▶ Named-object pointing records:
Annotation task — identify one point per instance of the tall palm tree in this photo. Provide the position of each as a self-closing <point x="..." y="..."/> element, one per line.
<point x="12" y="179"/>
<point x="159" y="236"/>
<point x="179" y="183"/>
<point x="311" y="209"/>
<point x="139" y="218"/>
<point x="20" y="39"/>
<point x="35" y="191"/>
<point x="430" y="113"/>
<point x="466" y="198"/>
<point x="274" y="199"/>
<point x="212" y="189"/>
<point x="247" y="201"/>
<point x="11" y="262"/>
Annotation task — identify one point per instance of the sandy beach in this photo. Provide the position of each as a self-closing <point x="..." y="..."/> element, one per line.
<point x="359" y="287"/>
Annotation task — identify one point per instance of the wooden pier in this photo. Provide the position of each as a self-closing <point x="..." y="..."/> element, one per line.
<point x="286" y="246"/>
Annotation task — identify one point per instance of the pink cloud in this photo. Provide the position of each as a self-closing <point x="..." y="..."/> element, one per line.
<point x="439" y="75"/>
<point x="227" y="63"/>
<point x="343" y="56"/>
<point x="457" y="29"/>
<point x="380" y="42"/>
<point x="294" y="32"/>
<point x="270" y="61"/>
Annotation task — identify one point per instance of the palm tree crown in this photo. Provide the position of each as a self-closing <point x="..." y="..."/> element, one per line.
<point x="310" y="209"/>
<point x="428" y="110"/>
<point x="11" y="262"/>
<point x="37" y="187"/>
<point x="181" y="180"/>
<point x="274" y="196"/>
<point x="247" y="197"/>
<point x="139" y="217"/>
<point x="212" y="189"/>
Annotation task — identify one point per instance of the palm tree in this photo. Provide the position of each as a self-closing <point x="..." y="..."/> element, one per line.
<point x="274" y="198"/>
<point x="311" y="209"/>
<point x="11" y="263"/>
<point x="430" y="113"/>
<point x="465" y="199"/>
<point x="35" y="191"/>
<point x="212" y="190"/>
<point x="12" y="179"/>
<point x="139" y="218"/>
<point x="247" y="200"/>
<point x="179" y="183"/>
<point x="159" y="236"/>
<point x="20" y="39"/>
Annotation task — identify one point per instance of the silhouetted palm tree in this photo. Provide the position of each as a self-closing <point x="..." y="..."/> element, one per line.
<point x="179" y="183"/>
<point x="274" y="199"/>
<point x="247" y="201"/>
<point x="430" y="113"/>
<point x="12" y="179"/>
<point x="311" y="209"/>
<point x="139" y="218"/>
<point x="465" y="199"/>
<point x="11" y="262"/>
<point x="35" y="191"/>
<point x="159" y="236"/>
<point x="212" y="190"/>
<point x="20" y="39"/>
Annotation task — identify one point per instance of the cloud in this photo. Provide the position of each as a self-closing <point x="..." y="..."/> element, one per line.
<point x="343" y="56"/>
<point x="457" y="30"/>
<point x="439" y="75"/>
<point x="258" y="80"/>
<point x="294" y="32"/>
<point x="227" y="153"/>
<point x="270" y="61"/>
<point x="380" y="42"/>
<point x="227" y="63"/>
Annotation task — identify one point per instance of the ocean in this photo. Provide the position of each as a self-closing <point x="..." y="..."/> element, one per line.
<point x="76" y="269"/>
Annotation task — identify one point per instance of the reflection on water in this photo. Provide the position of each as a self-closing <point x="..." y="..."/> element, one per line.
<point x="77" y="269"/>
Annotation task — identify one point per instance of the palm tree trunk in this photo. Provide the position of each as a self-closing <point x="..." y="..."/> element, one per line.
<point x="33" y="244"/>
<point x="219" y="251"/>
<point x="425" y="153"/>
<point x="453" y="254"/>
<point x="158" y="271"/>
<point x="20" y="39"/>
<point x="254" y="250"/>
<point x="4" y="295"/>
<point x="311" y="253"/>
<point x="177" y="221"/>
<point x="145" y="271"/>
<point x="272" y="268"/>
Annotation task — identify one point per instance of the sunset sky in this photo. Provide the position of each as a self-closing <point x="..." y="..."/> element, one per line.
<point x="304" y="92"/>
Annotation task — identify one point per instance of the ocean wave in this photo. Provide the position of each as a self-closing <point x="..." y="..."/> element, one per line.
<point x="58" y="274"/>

▶ Instructions for the task:
Rewrite the records from the line with "Annotation task — identify one point per instance of the sunset" up to and including the last line, keeping the requests, and multiply every coordinate in the answers by 1.6, rounding to whole numbers with halves going up.

▶ Full answer:
Annotation task — identify one point per instance of the sunset sky in this photo. Provide the position of each as a self-closing <point x="..." y="..."/> element, one per line.
<point x="486" y="147"/>
Annotation task — identify one point per instance of the ocean wave in this photo. Provide the position of each as a self-closing <point x="..." y="..."/> element, one per line.
<point x="93" y="438"/>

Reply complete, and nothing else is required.